**JOB:**
Please rewrite the entries below, swapping every "rough mask" for "coarse mask" and keeping everything else unchanged. Omit the pictures from your answer.

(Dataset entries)

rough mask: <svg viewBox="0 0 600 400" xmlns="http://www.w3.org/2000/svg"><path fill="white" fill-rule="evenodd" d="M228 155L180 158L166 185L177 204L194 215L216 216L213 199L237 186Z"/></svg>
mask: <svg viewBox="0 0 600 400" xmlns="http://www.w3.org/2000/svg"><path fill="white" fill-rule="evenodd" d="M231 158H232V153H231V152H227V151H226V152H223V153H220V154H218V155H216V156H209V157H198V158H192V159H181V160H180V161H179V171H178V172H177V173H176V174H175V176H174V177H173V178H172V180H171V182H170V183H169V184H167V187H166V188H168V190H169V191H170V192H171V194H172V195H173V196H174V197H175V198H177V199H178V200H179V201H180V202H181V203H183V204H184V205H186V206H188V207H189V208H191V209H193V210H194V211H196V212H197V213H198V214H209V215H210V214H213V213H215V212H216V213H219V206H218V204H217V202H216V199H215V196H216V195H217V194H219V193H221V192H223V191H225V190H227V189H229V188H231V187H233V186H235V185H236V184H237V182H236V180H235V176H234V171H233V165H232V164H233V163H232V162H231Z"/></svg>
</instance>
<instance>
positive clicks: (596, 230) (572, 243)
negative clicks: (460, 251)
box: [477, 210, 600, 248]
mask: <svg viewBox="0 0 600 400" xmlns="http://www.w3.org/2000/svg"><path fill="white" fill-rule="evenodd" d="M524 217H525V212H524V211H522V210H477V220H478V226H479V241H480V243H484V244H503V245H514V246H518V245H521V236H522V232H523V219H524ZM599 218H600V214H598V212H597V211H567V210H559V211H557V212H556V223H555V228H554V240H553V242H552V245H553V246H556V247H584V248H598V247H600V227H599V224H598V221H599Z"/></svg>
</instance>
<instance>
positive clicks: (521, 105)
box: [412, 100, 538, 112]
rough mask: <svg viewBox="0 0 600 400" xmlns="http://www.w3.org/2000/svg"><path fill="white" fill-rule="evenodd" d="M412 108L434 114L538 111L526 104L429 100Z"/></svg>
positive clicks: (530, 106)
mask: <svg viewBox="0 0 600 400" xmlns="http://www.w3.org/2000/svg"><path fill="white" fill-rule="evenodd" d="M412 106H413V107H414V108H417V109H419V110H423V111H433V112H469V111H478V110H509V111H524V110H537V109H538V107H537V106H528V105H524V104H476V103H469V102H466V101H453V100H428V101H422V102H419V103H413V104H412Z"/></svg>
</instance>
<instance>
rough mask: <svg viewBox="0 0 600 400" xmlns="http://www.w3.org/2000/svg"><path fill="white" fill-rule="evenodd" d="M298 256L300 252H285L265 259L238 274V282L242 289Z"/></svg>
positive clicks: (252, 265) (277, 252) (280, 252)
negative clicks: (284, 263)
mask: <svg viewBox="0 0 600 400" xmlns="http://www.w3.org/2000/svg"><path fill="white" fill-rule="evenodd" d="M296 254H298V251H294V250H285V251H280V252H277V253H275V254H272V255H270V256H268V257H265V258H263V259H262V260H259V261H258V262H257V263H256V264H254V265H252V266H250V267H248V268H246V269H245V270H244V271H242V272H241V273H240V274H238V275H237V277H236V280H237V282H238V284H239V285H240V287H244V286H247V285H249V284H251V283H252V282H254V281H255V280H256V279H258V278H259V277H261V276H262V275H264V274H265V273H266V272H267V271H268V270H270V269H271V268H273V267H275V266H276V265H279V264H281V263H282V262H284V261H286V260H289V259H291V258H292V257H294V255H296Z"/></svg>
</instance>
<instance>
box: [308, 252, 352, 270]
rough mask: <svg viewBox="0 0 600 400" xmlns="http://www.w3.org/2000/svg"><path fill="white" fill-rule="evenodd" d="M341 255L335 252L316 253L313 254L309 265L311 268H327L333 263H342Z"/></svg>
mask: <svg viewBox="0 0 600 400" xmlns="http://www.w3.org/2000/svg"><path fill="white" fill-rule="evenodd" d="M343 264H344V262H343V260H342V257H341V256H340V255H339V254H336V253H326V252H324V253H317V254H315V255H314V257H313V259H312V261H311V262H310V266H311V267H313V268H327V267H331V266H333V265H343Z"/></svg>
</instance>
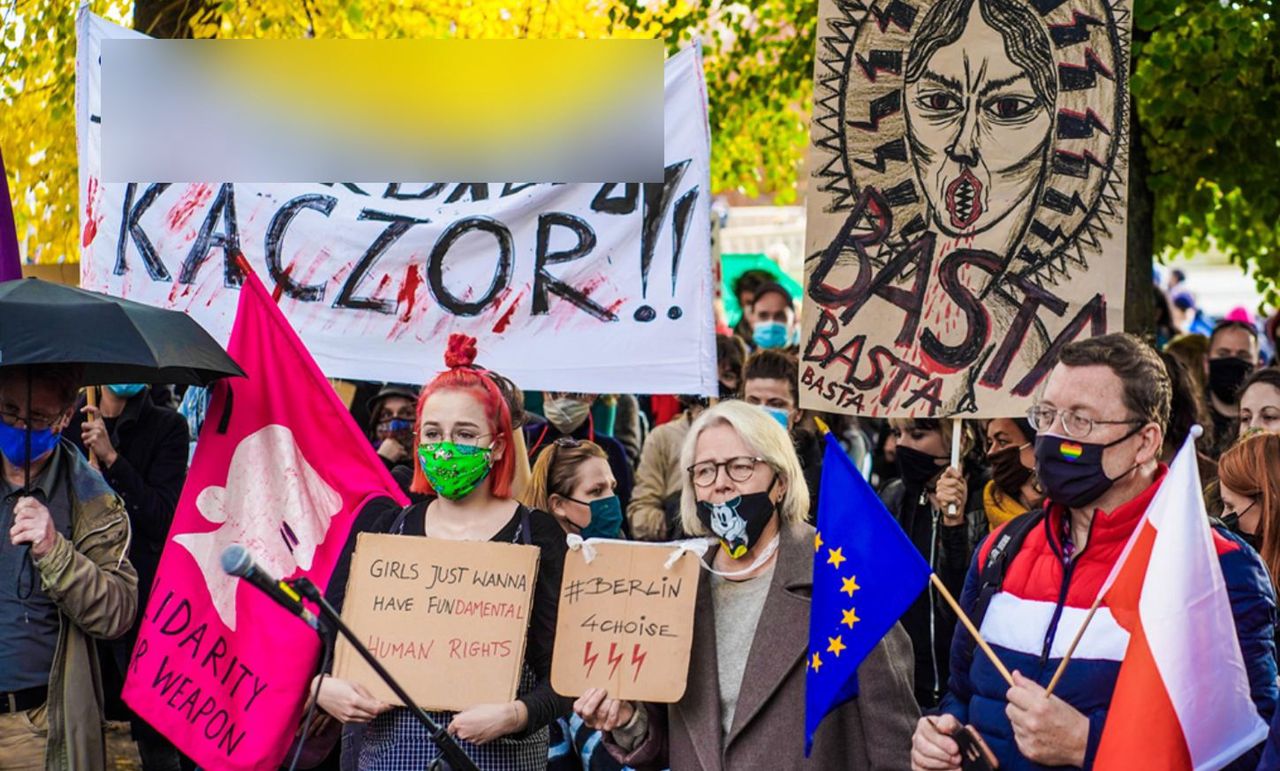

**WRITTEN RESPONSE:**
coarse mask: <svg viewBox="0 0 600 400" xmlns="http://www.w3.org/2000/svg"><path fill="white" fill-rule="evenodd" d="M228 155L180 158L166 185L177 204L194 215L216 216L213 199L237 186Z"/></svg>
mask: <svg viewBox="0 0 600 400" xmlns="http://www.w3.org/2000/svg"><path fill="white" fill-rule="evenodd" d="M231 158H232V153H231V152H227V151H226V152H223V153H220V154H218V155H216V156H209V157H198V158H192V159H181V160H180V161H179V171H178V172H177V173H176V174H175V176H174V177H173V178H172V180H171V182H170V183H169V184H167V187H166V188H168V190H169V191H170V192H171V194H172V195H173V196H174V197H175V198H177V199H178V200H179V201H180V202H181V203H183V204H184V205H186V206H188V207H189V208H191V209H193V210H194V211H196V212H197V213H198V214H209V215H210V214H213V213H215V212H216V213H219V206H218V204H217V202H216V199H215V196H216V195H217V194H219V193H221V192H223V191H225V190H227V189H229V188H231V187H233V186H235V185H236V184H237V182H236V180H235V176H234V171H233V165H232V164H233V163H232V162H231Z"/></svg>
</instance>
<instance>
positive clicks: (596, 230) (572, 243)
negative clicks: (460, 251)
box: [477, 210, 600, 248]
mask: <svg viewBox="0 0 600 400" xmlns="http://www.w3.org/2000/svg"><path fill="white" fill-rule="evenodd" d="M524 217H525V212H524V211H522V210H477V220H478V226H479V241H480V243H484V244H503V245H514V246H518V245H521V236H522V232H523V219H524ZM599 218H600V214H598V212H597V211H567V210H559V211H557V212H556V223H555V228H554V240H553V242H552V245H553V246H556V247H584V248H598V247H600V227H599V224H598V221H599Z"/></svg>
</instance>
<instance>
positive clicks: (521, 105)
box: [412, 100, 538, 112]
coarse mask: <svg viewBox="0 0 600 400" xmlns="http://www.w3.org/2000/svg"><path fill="white" fill-rule="evenodd" d="M412 108L434 114L538 111L526 104L429 100Z"/></svg>
positive clicks: (530, 106)
mask: <svg viewBox="0 0 600 400" xmlns="http://www.w3.org/2000/svg"><path fill="white" fill-rule="evenodd" d="M412 106H413V107H414V108H417V109H419V110H423V111H433V112H469V111H478V110H509V111H524V110H537V109H538V107H537V106H528V105H524V104H476V103H469V102H466V101H453V100H428V101H422V102H419V103H413V104H412Z"/></svg>
</instance>
<instance>
coarse mask: <svg viewBox="0 0 600 400" xmlns="http://www.w3.org/2000/svg"><path fill="white" fill-rule="evenodd" d="M298 256L300 252H285L265 259L238 274V282L242 289Z"/></svg>
positive clicks: (252, 265) (277, 252) (280, 252)
negative clicks: (284, 263)
mask: <svg viewBox="0 0 600 400" xmlns="http://www.w3.org/2000/svg"><path fill="white" fill-rule="evenodd" d="M296 254H298V251H294V250H285V251H280V252H277V253H275V254H272V255H270V256H268V257H265V258H263V259H262V260H259V261H258V262H257V263H256V264H254V265H252V266H250V267H248V268H246V269H245V270H244V271H242V272H241V273H240V274H238V275H237V277H236V280H237V282H238V284H239V285H240V287H244V286H247V285H249V284H251V283H252V282H254V281H255V280H256V279H258V278H259V277H261V276H262V275H264V274H265V273H266V272H267V271H268V270H270V269H271V268H273V267H275V266H276V265H279V264H281V263H282V262H284V261H286V260H289V259H291V258H292V257H294V255H296Z"/></svg>
</instance>
<instance>
box: [308, 252, 352, 270]
coarse mask: <svg viewBox="0 0 600 400" xmlns="http://www.w3.org/2000/svg"><path fill="white" fill-rule="evenodd" d="M341 255L335 252L316 253L313 254L309 265L311 268H327L333 263H342Z"/></svg>
mask: <svg viewBox="0 0 600 400" xmlns="http://www.w3.org/2000/svg"><path fill="white" fill-rule="evenodd" d="M343 264H344V262H343V260H342V257H341V256H340V255H339V254H336V253H326V252H324V253H317V254H315V255H314V257H313V259H312V261H311V262H310V266H311V267H313V268H327V267H331V266H333V265H343Z"/></svg>
</instance>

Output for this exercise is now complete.